/---

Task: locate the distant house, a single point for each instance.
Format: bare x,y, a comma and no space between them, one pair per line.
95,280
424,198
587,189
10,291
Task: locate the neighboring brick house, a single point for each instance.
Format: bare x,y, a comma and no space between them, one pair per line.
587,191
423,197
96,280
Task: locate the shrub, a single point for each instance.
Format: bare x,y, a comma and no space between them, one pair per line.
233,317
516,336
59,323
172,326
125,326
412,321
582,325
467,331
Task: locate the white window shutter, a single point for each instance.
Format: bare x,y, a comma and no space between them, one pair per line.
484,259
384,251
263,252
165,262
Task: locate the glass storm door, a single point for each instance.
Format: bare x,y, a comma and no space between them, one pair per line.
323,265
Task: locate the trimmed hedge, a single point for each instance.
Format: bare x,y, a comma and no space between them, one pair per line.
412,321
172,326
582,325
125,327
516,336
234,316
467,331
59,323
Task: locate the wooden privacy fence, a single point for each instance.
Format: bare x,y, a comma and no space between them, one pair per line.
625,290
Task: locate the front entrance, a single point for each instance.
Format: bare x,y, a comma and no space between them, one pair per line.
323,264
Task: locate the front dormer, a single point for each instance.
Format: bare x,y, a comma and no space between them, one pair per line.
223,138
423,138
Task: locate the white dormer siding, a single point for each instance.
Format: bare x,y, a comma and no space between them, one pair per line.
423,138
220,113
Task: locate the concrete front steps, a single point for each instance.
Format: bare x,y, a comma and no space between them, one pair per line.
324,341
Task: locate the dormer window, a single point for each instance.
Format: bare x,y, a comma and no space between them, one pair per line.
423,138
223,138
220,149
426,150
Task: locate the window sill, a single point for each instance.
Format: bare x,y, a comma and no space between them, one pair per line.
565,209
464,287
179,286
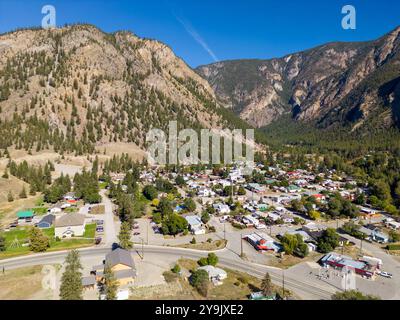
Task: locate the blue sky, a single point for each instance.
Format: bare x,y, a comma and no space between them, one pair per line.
204,31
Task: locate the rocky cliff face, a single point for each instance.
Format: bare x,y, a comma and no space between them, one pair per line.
344,83
84,84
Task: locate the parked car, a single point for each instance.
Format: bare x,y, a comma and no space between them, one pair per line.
386,275
99,229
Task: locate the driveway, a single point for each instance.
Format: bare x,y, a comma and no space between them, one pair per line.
111,227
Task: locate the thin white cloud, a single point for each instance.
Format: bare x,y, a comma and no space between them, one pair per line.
197,37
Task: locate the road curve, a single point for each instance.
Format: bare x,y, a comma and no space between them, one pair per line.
301,288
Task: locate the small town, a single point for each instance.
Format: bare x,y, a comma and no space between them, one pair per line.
313,234
199,159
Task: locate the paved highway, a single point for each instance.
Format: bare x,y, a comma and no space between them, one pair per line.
303,289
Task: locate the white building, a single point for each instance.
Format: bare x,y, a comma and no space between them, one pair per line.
222,208
216,275
195,225
70,225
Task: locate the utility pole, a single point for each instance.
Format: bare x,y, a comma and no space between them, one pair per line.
224,231
241,245
142,249
232,188
147,234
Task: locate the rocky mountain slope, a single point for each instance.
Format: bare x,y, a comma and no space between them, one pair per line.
75,87
355,84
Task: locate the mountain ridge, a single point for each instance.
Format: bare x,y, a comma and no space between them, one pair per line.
309,85
74,87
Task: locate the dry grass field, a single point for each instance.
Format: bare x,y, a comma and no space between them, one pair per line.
21,284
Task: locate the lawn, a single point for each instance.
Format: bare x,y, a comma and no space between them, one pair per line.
237,286
206,246
21,284
40,211
15,248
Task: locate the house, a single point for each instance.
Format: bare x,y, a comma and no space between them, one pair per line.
55,209
255,187
195,225
222,208
89,282
262,207
70,196
46,222
70,225
205,192
375,235
216,275
313,227
23,216
293,189
306,237
262,242
343,262
122,265
274,216
312,247
393,225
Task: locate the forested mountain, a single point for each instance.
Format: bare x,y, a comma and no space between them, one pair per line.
351,85
72,88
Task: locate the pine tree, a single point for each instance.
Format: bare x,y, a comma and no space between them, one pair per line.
110,284
38,241
125,236
71,281
266,285
23,195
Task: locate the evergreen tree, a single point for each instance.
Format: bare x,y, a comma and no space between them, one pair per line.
110,284
10,197
71,281
125,236
5,175
23,195
2,243
38,241
266,285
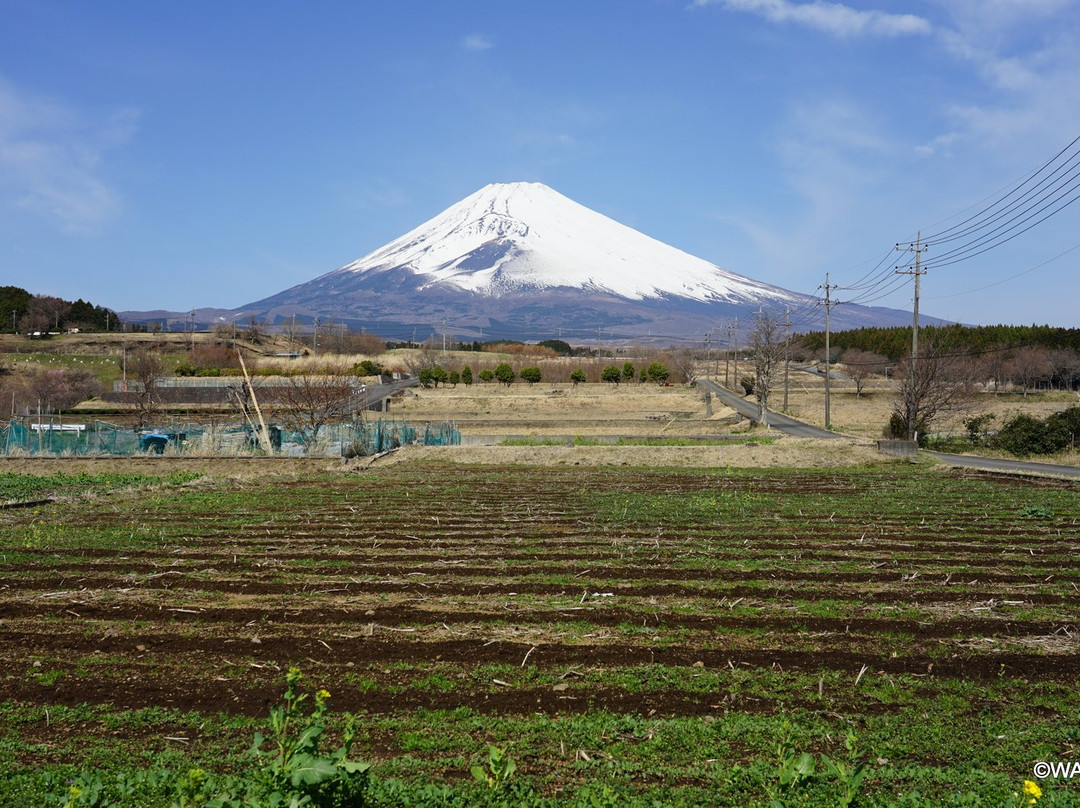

\---

DO THIS – Express the listing above as a Markdown table with two columns, Row and Line: each non-blank line goes in its own row, numbered in order. Leave the pictures out.

PROBLEM SOLUTION –
| Row | Line |
|---|---|
| 1 | Task: locate the distant house, a single point for each instance. |
| 2 | Format: bare x,y, a comma and no space between them, one pair per line. |
| 3 | 95,280 |
| 4 | 424,198 |
| 5 | 587,189 |
| 6 | 10,291 |
| 7 | Task: locate the neighboring brick house, a single point for each instance. |
| 8 | Format: bare x,y, a comma and no space between them, one pair per line. |
| 9 | 587,191 |
| 10 | 423,197 |
| 11 | 96,280 |
| 12 | Task: locate the shrub, a single point for each instance. |
| 13 | Format: bare x,y, a comma and no space between them, one pair per line. |
| 14 | 233,317 |
| 15 | 516,336 |
| 16 | 59,323 |
| 17 | 172,326 |
| 18 | 125,326 |
| 19 | 412,321 |
| 20 | 582,325 |
| 21 | 467,331 |
| 22 | Task: locate the white window shutter, a single point for each instance. |
| 23 | Format: bare x,y, a comma and no space between them, one pair per line. |
| 24 | 484,259 |
| 25 | 384,251 |
| 26 | 263,252 |
| 27 | 165,262 |
| 28 | Task: locate the glass storm door, a single point for each instance. |
| 29 | Format: bare x,y, a comma and no space between them, one pair per line. |
| 30 | 323,265 |
| 31 | Task: locate the trimmed hedge, a single point for each instance. |
| 32 | Format: bare x,y, a comma and no space between them, one pair per line. |
| 33 | 412,321 |
| 34 | 172,326 |
| 35 | 582,325 |
| 36 | 125,327 |
| 37 | 516,336 |
| 38 | 234,316 |
| 39 | 467,331 |
| 40 | 59,323 |
| 41 | Task: locate the wooden privacy fence, a single point for each instance. |
| 42 | Format: bare x,y, a comma and no space between them, one pair per line. |
| 43 | 625,290 |
| 44 | Task: locate the front entrance, a single point for each instance. |
| 45 | Format: bare x,y, a comma and no space between them, one pair per line. |
| 46 | 323,264 |
| 47 | Task: locate the front dormer, a single point for each instance. |
| 48 | Format: bare x,y, a comma and no space between them, one pair per line. |
| 49 | 223,138 |
| 50 | 423,138 |
| 51 | Task: locate the white dormer siding, a single point for each instance. |
| 52 | Format: bare x,y, a comma and no space between them, one pair per line. |
| 53 | 423,138 |
| 54 | 220,113 |
| 55 | Task: locate the concrete front steps, a single point for each instance. |
| 56 | Format: bare x,y, a comma and no space between them, one pair per line. |
| 57 | 324,341 |
| 58 | Task: locate the dormer window, a single point for each instance. |
| 59 | Format: bare x,y, a comma and no space between them, one pair per line. |
| 60 | 423,138 |
| 61 | 223,138 |
| 62 | 220,149 |
| 63 | 426,150 |
| 64 | Task: locate the window sill, a single point for each instance. |
| 65 | Format: bare x,y, a comma and no space between them, one pair per line. |
| 66 | 565,209 |
| 67 | 464,287 |
| 68 | 179,286 |
| 69 | Task: locate the blue sky, a single point for each instance. |
| 70 | Format: bare x,y, a comma and no space between them, one pair per line. |
| 71 | 204,31 |
| 72 | Task: locate the rocky cliff face, a single point for each instance. |
| 73 | Format: bare x,y, a comma and no space between them, one pair per line. |
| 74 | 344,83 |
| 75 | 84,84 |
| 76 | Task: locate the parked car, a single point for each instance. |
| 77 | Format: bare x,y, a comma and no space between them, one pair per line. |
| 78 | 386,275 |
| 79 | 99,229 |
| 80 | Task: locate the driveway, a single point for each instance. |
| 81 | Format: bare x,y, a comma and no space between them, one pair per line. |
| 82 | 111,227 |
| 83 | Task: locate the thin white cloud, a single point for each instance. |
| 84 | Format: bare x,y, a comma and no space between them, one pair per line. |
| 85 | 197,37 |
| 86 | Task: locate the road curve, a single point for each instance. |
| 87 | Format: bare x,y, a comma and no space between them, one pair per line. |
| 88 | 301,288 |
| 89 | Task: locate the small town, a single point for each instance. |
| 90 | Format: bare x,y, a comma and no space between them, one pair per line. |
| 91 | 313,234 |
| 92 | 199,159 |
| 93 | Task: locate the paved highway, a single point for each instance. |
| 94 | Format: bare x,y, a comma and no space between them, one pair per line. |
| 95 | 303,289 |
| 96 | Task: locate the white building, a single point for each instance. |
| 97 | Format: bare x,y, a comma and no space between them, one pair per line. |
| 98 | 222,208 |
| 99 | 216,275 |
| 100 | 195,225 |
| 101 | 70,225 |
| 102 | Task: locate the utility pole, a single point for each instance. |
| 103 | Format: bare x,y, a comma and no space between them, one pair per line. |
| 104 | 224,231 |
| 105 | 241,245 |
| 106 | 142,249 |
| 107 | 232,188 |
| 108 | 147,234 |
| 109 | Task: locate the rocky mountain slope, a single point for each instance. |
| 110 | Format: bare x,y, a comma and no space between them, one pair per line. |
| 111 | 75,87 |
| 112 | 355,84 |
| 113 | Task: locate the mountain ridge, a single point for each instance. |
| 114 | Format: bare x,y, a comma and no space between them, one pair per line. |
| 115 | 309,85 |
| 116 | 74,87 |
| 117 | Task: locate the dry grass field, a single point for each instance. |
| 118 | Format: bare x,y, a comma and no space between them, one pair per line. |
| 119 | 21,284 |
| 120 | Task: locate the lawn, a single point for each instance. |
| 121 | Format: bare x,y, a comma and no space between them, one pair per line. |
| 122 | 237,286 |
| 123 | 206,246 |
| 124 | 21,284 |
| 125 | 40,211 |
| 126 | 15,248 |
| 127 | Task: locate the house, a single point for each instance. |
| 128 | Format: bare x,y, a comma and no space between them, one pair per line. |
| 129 | 55,209 |
| 130 | 255,187 |
| 131 | 195,225 |
| 132 | 222,208 |
| 133 | 89,282 |
| 134 | 262,207 |
| 135 | 70,196 |
| 136 | 46,222 |
| 137 | 70,225 |
| 138 | 205,192 |
| 139 | 375,235 |
| 140 | 216,275 |
| 141 | 313,227 |
| 142 | 23,216 |
| 143 | 293,189 |
| 144 | 306,237 |
| 145 | 262,242 |
| 146 | 343,262 |
| 147 | 122,265 |
| 148 | 274,216 |
| 149 | 312,247 |
| 150 | 393,225 |
| 151 | Task: locate the forested mountain, a single point for each instance. |
| 152 | Format: bare x,y, a comma and no space between them, one pair per line. |
| 153 | 351,85 |
| 154 | 72,88 |
| 155 | Task: locate the pine tree, a single point for each instance. |
| 156 | Format: bare x,y, a comma and no space between them, one pair per line. |
| 157 | 110,284 |
| 158 | 38,241 |
| 159 | 125,236 |
| 160 | 71,281 |
| 161 | 266,285 |
| 162 | 23,195 |
| 163 | Task: locate the evergreen tree, a single point for each instance. |
| 164 | Format: bare x,y, a comma and no space between them, one pair per line. |
| 165 | 110,284 |
| 166 | 10,197 |
| 167 | 71,281 |
| 168 | 125,236 |
| 169 | 5,175 |
| 170 | 23,195 |
| 171 | 2,243 |
| 172 | 38,241 |
| 173 | 266,285 |